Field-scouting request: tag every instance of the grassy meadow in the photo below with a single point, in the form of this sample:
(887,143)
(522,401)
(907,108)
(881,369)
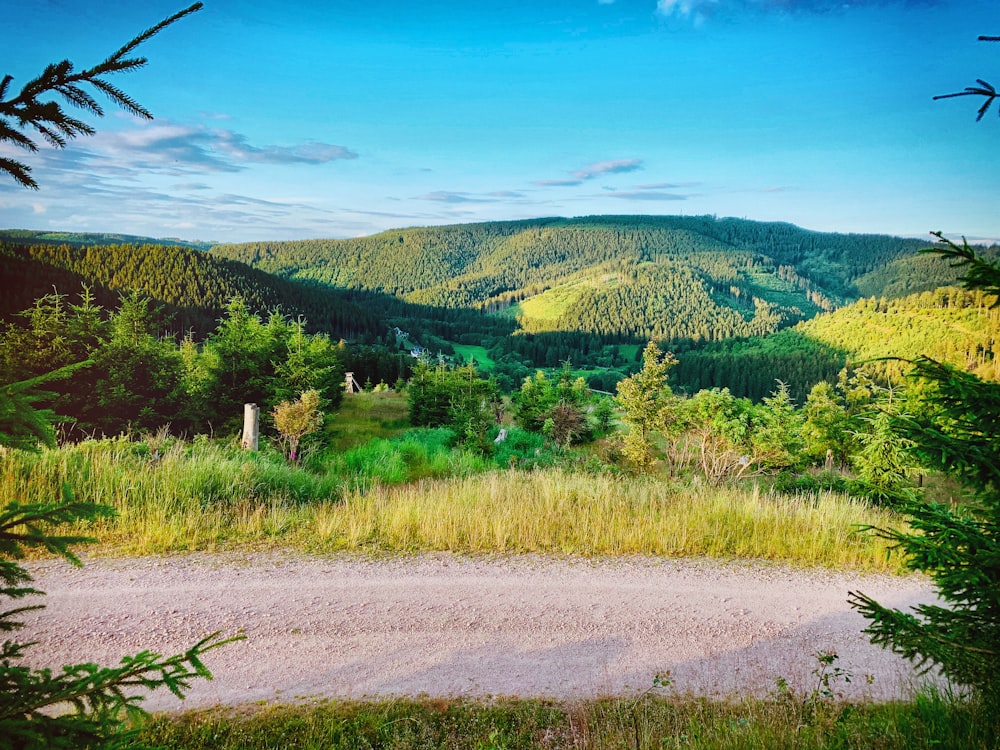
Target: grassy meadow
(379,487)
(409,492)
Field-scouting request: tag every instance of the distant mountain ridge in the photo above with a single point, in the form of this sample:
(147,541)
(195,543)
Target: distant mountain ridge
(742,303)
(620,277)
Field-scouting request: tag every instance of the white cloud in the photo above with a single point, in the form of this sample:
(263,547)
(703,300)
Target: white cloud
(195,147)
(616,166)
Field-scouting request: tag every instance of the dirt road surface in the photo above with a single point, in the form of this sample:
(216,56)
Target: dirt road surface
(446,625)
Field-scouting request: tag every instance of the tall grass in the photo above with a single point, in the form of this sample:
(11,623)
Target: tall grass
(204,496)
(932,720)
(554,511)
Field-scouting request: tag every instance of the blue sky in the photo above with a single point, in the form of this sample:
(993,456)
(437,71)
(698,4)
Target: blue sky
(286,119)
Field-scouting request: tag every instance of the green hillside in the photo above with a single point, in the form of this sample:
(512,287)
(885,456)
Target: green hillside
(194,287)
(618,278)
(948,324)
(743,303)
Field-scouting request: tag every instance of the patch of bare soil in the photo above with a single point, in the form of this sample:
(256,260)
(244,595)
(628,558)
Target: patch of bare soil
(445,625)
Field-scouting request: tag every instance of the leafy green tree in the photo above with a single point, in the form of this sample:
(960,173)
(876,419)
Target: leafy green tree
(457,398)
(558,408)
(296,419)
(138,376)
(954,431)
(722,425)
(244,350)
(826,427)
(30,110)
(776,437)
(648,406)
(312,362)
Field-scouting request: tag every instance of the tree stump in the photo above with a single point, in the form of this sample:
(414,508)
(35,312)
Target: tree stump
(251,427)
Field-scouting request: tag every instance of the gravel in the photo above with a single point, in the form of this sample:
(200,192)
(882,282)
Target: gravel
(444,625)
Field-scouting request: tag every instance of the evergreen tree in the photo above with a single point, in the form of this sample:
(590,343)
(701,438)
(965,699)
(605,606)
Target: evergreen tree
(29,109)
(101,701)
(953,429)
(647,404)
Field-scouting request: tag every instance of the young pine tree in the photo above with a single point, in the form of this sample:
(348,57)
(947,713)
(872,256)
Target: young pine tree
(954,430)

- _Problem statement_
Render all the rows above as a numbered list with one line per item, skipping blank lines and leaving out the picture.

- _Task answer_
1. Field-scouting request: tag every instance of the grassy meadow in the photo below with a single point, in the form of this sample:
2. (887,143)
3. (522,401)
4. (907,108)
5. (881,369)
6. Target: grassy meadow
7. (379,487)
8. (409,492)
9. Field-scouting request: tag every instance of the distant mountain ridge in the photo above with a single point, in the form of this sample:
10. (147,541)
11. (195,543)
12. Target: distant mountain ridge
13. (742,303)
14. (620,277)
15. Field-scouting request: tag every instance of the white cloud in the photo above with a single point, in the form of this sample:
16. (263,547)
17. (703,300)
18. Target: white cloud
19. (195,147)
20. (616,166)
21. Field-scouting request: tag every instance of the dirt road surface in the photo above with a single point, in the form of this sample:
22. (216,56)
23. Target: dirt road surface
24. (446,625)
25. Field-scouting request: tag every instance of the tall grass in the photo above with a single point, in the form of this sample:
26. (11,623)
27. Target: tall grass
28. (204,496)
29. (932,720)
30. (554,511)
31. Field-scouting request: tag every instance of the blue sky in the photo above with a single point, in the form of this sample:
32. (993,456)
33. (437,71)
34. (698,4)
35. Target: blue sky
36. (286,119)
37. Field-scouting request: tag every instance of the green hillside in the photo above with a single point, in the form of this sample:
38. (512,287)
39. (885,456)
40. Target: green hillside
41. (194,287)
42. (618,278)
43. (948,324)
44. (743,303)
45. Field-scouting request: tag every instance of the patch of bare soil in the photo above with a single point, in the form of this sample:
46. (256,260)
47. (244,595)
48. (628,558)
49. Target: patch of bare soil
50. (445,625)
51. Field-scouting request: tag every instance of the leafy green tree in the photo above with a single point, in the form of this sample:
52. (960,173)
53. (876,419)
54. Target: leafy green tree
55. (457,398)
56. (558,408)
57. (296,419)
58. (138,376)
59. (954,431)
60. (722,425)
61. (244,350)
62. (826,427)
63. (30,110)
64. (776,437)
65. (648,406)
66. (312,362)
67. Field-scouting request: tag every instance of the tree stump in the photo above with a single point, in the form of this sample:
68. (414,508)
69. (35,312)
70. Target: tree stump
71. (251,427)
72. Field-scouting request: tag every instance of the gravel in the photo above with a single point, in the form of this sample:
73. (200,192)
74. (882,282)
75. Target: gravel
76. (444,625)
77. Field-scouting request: tag every instance of the evergreen tree in the photo above with a single point, in the form of this sample:
78. (590,343)
79. (701,438)
80. (965,699)
81. (605,606)
82. Target: evergreen tree
83. (29,109)
84. (101,701)
85. (953,429)
86. (647,404)
87. Field-scouting request: tag every instance of the young pine tree in the photo above with a single point, in the form of this sample:
88. (348,57)
89. (947,713)
90. (872,256)
91. Target: young pine tree
92. (954,430)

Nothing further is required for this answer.